* _Data items_:

* * * * * * *

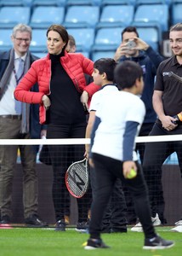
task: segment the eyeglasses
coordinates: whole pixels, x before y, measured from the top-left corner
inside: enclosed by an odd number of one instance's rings
[[[16,39],[17,42],[21,43],[21,42],[25,42],[26,44],[31,42],[31,39],[29,38],[14,38]]]

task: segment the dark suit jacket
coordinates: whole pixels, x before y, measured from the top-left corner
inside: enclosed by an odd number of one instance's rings
[[[0,52],[0,80],[9,65],[10,50]],[[38,57],[31,54],[31,64],[37,60]],[[38,85],[36,84],[32,87],[33,91],[38,91]],[[39,124],[39,106],[38,104],[31,104],[30,108],[30,133],[31,138],[40,138],[42,129],[46,129],[45,125]]]

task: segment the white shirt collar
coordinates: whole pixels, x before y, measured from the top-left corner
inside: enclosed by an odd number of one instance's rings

* * * * * * *

* _Instructions for the task_:
Copy out the listing above word for word, leaving out the pictures.

* _Solved problem_:
task: segment the eyeglasses
coordinates: whole pixels, x before y, measured from the top-left corner
inside: enclosed by an odd number of one instance's rings
[[[16,39],[17,42],[21,43],[21,42],[25,42],[26,44],[31,42],[31,39],[29,38],[14,38]]]

task: segment the dark suit jacket
coordinates: whole pixels, x before y, measured from the top-left corner
inside: enclosed by an odd number of one instance's rings
[[[0,52],[0,80],[9,65],[10,50]],[[38,57],[31,54],[31,64],[37,60]],[[38,85],[36,84],[32,87],[33,91],[38,91]],[[39,124],[39,106],[38,104],[31,104],[30,108],[30,133],[31,138],[40,138],[42,129],[46,129],[45,125]]]

task: segment the white shirt collar
coordinates: whole pixels, x before y, measured from the top-left corner
inside: enclosed by an odd number of one instance's rings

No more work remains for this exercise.